= RECORD EXTRACTS =
.....

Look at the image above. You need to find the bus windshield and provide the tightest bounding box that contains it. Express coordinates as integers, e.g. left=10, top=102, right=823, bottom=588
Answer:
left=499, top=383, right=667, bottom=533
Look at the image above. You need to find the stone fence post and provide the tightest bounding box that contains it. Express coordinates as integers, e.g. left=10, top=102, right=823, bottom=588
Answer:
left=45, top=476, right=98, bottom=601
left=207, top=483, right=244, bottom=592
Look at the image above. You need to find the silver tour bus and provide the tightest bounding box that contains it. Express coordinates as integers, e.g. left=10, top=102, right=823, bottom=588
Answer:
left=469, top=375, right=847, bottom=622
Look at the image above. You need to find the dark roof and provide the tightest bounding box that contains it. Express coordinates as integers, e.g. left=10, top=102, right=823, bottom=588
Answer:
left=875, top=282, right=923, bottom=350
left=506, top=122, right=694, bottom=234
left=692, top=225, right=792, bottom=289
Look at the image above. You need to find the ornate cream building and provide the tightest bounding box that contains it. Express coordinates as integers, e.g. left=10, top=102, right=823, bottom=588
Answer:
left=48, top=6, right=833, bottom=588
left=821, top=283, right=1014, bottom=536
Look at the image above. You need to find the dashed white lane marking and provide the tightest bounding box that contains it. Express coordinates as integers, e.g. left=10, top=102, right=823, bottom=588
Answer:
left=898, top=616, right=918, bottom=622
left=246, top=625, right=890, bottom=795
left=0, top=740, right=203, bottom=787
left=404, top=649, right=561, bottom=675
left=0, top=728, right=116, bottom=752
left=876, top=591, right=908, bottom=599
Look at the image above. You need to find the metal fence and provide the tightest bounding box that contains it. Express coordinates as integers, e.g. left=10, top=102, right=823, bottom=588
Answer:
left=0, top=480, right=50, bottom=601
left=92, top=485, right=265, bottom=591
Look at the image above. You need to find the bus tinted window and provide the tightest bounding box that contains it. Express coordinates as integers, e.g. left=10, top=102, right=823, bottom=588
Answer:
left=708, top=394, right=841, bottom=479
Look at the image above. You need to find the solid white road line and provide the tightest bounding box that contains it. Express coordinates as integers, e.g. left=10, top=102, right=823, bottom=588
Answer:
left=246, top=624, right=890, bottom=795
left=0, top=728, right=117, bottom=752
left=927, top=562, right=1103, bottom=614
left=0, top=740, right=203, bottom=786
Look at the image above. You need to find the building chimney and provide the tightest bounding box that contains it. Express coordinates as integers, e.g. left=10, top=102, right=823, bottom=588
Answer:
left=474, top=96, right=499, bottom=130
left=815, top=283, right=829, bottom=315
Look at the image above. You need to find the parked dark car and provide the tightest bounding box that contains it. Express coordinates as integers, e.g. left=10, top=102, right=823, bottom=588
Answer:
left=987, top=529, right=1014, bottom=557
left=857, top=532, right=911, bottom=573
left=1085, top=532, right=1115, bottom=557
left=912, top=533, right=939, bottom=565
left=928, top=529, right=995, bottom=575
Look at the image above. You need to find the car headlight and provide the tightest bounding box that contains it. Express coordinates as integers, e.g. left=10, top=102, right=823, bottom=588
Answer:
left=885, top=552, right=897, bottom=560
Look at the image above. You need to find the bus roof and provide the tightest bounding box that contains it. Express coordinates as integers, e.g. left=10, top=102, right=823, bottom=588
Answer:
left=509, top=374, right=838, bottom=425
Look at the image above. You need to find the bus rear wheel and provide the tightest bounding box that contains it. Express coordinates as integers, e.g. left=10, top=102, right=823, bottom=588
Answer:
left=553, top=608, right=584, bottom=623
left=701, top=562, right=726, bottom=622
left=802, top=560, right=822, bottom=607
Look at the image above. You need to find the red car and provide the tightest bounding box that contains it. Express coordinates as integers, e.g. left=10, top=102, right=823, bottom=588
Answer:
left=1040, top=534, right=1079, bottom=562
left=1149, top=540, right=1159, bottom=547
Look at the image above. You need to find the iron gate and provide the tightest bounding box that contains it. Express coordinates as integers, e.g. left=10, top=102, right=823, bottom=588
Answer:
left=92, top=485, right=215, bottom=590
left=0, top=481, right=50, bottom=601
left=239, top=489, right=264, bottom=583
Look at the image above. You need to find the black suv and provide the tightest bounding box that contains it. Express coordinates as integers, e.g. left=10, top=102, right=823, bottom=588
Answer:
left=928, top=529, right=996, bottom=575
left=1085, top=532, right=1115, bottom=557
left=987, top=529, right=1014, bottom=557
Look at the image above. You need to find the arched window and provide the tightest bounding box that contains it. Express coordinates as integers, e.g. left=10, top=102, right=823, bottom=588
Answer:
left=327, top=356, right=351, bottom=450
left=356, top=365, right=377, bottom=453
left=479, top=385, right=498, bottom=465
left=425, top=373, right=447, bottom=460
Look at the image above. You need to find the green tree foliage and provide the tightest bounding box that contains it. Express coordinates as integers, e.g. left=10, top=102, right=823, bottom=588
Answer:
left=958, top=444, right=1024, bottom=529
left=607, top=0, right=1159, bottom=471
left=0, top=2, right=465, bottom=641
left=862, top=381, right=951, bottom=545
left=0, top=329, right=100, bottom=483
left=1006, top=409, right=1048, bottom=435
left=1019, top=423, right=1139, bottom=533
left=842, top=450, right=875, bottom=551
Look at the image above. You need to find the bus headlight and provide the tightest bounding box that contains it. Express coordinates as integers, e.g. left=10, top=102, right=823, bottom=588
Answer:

.....

In the records above, some lines hold the word "window"; copy each such line.

Look at the image above. You need to find the bus tinted window and provide the tightest bounding box that contains it. Express coordinates as integers, e.g. left=10, top=102, right=823, bottom=588
Look at the image above. You need to find the arched window and provide the tightest bounding box that contains it. Express coordinates as integers, e.g. left=10, top=102, right=823, bottom=588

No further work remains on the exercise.